STATED EXERCISE
Rewrite every item below, replacing "Report" with "Result" and leaving everything else unchanged.

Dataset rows
--
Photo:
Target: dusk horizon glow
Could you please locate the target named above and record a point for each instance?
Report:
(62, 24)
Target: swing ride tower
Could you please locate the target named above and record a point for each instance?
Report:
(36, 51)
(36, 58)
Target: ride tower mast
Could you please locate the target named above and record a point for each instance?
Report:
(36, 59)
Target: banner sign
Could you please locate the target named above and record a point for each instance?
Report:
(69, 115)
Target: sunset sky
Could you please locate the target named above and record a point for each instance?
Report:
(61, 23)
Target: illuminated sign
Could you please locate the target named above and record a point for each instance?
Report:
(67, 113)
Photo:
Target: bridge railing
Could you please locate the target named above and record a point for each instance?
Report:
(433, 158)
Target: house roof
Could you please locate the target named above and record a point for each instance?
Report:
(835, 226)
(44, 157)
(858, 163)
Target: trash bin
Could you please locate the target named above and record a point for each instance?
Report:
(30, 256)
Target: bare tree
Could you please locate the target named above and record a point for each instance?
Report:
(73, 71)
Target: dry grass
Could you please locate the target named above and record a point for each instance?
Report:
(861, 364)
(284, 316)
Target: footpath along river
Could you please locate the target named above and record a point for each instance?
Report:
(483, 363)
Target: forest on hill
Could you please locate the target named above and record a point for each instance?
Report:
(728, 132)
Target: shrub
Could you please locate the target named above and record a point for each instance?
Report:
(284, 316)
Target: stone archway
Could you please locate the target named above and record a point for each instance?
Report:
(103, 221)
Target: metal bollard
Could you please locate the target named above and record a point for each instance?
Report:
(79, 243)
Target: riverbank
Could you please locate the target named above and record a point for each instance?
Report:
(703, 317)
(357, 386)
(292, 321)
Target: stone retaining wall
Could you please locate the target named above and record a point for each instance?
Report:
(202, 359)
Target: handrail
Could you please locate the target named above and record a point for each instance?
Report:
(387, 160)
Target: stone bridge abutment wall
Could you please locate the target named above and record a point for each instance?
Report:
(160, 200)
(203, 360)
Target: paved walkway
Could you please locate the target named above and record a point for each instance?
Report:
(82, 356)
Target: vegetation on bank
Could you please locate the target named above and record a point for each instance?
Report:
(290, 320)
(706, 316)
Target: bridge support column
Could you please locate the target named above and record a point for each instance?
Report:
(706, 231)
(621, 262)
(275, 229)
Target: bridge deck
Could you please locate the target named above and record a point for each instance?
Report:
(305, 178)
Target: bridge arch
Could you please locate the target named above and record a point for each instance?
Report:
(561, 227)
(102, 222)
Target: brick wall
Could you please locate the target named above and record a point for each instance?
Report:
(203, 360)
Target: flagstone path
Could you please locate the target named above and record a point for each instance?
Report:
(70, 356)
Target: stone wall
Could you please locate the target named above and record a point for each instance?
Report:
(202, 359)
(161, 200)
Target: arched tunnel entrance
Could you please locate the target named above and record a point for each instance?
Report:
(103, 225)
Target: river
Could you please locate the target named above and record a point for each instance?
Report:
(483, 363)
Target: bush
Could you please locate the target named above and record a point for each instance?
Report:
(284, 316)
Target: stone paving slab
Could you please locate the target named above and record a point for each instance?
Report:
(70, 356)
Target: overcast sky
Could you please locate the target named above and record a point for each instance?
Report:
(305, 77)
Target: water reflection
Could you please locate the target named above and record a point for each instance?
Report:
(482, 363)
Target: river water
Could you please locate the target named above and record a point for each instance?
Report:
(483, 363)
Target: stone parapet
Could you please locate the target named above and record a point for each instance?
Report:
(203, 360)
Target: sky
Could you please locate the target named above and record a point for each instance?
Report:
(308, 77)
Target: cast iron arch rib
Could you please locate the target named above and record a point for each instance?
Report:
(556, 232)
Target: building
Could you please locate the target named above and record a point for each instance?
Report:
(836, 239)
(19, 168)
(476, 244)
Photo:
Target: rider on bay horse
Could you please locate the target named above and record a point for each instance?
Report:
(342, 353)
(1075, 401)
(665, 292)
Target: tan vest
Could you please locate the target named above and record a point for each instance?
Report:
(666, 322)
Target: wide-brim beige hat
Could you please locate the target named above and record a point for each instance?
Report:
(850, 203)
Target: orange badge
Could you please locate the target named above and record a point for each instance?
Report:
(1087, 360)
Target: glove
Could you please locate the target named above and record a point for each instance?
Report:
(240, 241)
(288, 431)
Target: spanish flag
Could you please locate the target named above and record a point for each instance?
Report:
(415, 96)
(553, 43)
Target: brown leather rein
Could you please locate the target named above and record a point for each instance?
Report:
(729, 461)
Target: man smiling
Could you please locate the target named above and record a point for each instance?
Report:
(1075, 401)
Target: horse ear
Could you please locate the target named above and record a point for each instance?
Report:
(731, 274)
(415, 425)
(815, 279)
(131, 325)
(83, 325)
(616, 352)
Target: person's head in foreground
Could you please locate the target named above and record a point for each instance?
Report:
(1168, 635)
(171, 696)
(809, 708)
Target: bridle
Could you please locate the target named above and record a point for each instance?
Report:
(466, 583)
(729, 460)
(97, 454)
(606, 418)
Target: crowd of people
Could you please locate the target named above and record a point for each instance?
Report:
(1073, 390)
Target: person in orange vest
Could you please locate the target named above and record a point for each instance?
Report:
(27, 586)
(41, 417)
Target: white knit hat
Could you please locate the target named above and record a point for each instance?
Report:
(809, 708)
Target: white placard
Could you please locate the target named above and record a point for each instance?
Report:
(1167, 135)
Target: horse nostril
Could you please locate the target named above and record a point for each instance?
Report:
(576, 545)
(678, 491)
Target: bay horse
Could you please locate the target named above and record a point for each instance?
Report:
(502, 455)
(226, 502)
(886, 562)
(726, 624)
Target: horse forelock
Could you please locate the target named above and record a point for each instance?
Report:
--
SOLUTION FOR THIS PROBLEM
Photo:
Target: dusk horizon glow
Could you please locate the target named above and record a point for each instance?
Result:
(62, 24)
Target: swing ride tower
Could you please locate the target named above and record a point for each instance?
Result:
(36, 51)
(36, 58)
Target: ride tower mast
Could you please locate the target named above and record a point for each instance?
Result:
(36, 59)
Target: banner sign
Could you please locate the target named above and record a point for each instance?
Result:
(69, 115)
Target: sunset sky
Could you please locate the target named above and record a point for each instance?
Result:
(61, 23)
Target: illuminated sign
Could you please locate the target named above and record a point for each instance?
Result:
(67, 113)
Photo:
Target: bridge railing
Could you please locate the target named above and record a point for each instance?
Result:
(433, 158)
Target: house roof
Could you please locate the target named above and record a point for each instance?
Result:
(835, 226)
(44, 157)
(858, 163)
Target: trash bin
Could you please locate the target named above and record a point for each instance?
Result:
(30, 256)
Target: bare tree
Could you please locate the target named above and record a point for each instance?
Result:
(73, 71)
Target: dry grass
Could you please locate the target named above and record a point for each instance?
Result:
(861, 364)
(284, 316)
Target: footpath along river
Could you please locate the target named above and record a point for each instance?
Result:
(483, 363)
Target: forest on hill
Could you please locate the target named above and record a point for each instance?
Result:
(728, 132)
Target: shrub
Could you please locate the target named above and record a point for each instance?
Result:
(284, 316)
Target: stone archway
Could you please locate the target named above and record a point for each instance?
Result:
(103, 221)
Target: metal bollard
Could you please locate the target named above and record a point for each instance?
Result:
(79, 243)
Target: riverbank
Could you please locate the target named above and record a point for each instance?
Result:
(703, 317)
(357, 386)
(292, 321)
Target: stone retaining wall
Could you please locate the target named above and record a point for each instance?
Result:
(202, 359)
Target: handrail
Could you please locate the target named above and record a point for each instance?
Result:
(387, 160)
Target: stone bridge abutment wall
Could you please locate the target named above and record a point for each instance?
Result:
(160, 200)
(203, 360)
Target: paved walkway
Could you please locate the target named above and record a point for each instance?
Result:
(82, 356)
Target: vegetation on bank
Could you please locate the target named above and record a point for each instance?
Result:
(290, 320)
(706, 316)
Target: bridge support column
Could you please locate the target named above and record a point for each instance?
Result:
(706, 231)
(621, 262)
(275, 229)
Target: bridge deck
Could you please locate the target named above and record a point for each instance?
Result:
(305, 178)
Target: bridge arch
Could you please locate the target named above and record a point for each instance?
Result:
(561, 227)
(102, 222)
Target: brick wall
Could you please locate the target named above and record a point for each instance?
Result:
(203, 360)
Target: flagstone path
Could you please locate the target named above and record a point for each instance?
Result:
(70, 356)
Target: stone wall
Could you please locate the target named above and record a point for each instance?
Result:
(202, 359)
(161, 200)
Target: arched tunnel entrance
Could you please locate the target named above and record a point for each instance?
Result:
(103, 225)
Target: river
Could you please locate the target named above and record a point for each instance?
Result:
(483, 363)
Target: bush
Could you please locate the target named above and record a point for each instance?
Result:
(284, 316)
Target: stone paving slab
Could you please locate the target named above and record a point for each instance?
Result:
(70, 356)
Target: overcast sky
Could you please locate the target named above and record a point for each instance?
Result:
(305, 77)
Target: water reflection
Could you please locate the target named above and record a point for each instance?
Result:
(482, 363)
Target: river water
Could you please locate the target named above and record a point for each instance?
Result:
(483, 363)
Target: stone parapet
Could you please locate the target named above and record a point for each instance?
Result:
(203, 360)
Target: sky
Could you please locate the target named above and record a point for each instance?
Result:
(308, 77)
Target: cast iron arch rib
Could you please locate the target named above and record a point for each instance?
Result:
(556, 232)
Target: building
Could you please locate the target named above and record a point for each instance?
Result:
(836, 239)
(19, 168)
(476, 244)
Photo:
Target: rider on bay horse
Could you please locate the target named above and record a point for each instance?
Result:
(342, 353)
(1075, 401)
(665, 292)
Target: tan vest
Could you please locate the target named above and record a point for each instance?
Result:
(666, 322)
Target: wide-brim beige hat
Could you please locate the target named above and record a point for each instance?
Result:
(850, 203)
Target: orange badge
Could you please locate the target named above and record a point for each instance?
Result:
(1087, 360)
Target: glove
Could you please locate the target named above and record a point for each instance?
Result:
(240, 241)
(288, 431)
Target: spanish flag
Could you please locate the target named above and record a point for each instance?
Result:
(415, 96)
(553, 43)
Target: brown leather rein
Could you please locate the target named above and record a point for each instance?
Result:
(729, 461)
Target: man smiling
Could you please locate the target named above and record a point for each instance?
Result:
(1075, 401)
Target: horse ear
Could you please locate the target named above and record a point for each instance?
Result:
(731, 274)
(415, 425)
(815, 279)
(131, 325)
(83, 325)
(616, 352)
Target: person's head in foreground
Could you please locate the target named above and record a point for each instance?
Result:
(1168, 635)
(171, 696)
(809, 708)
Target: bridle
Could you please locate the target named above and record a point for each instance?
Result:
(466, 583)
(729, 460)
(97, 454)
(606, 418)
Target: crowd of people
Could you please locate the target named above and record a point for each instance?
Result:
(1073, 390)
Target: person in orange vest
Could you please locate the target named above and record a point for each instance?
Result:
(27, 586)
(41, 417)
Target: white knit hat
Could you please locate the target named above and record a point for each instance?
Result:
(809, 708)
Target: white placard
Could you please locate the target named above and record a point for each instance?
Result:
(1167, 135)
Target: horse nostril
Could you please locate the target named above and record a point for each instance?
Result:
(576, 545)
(678, 491)
Target: bay horse
Could you please locate the target named above and record a point for each instance?
Result:
(502, 455)
(226, 502)
(886, 562)
(726, 624)
Target: horse forelock
Could you please locate the target named above and record a point for each instance?
Result:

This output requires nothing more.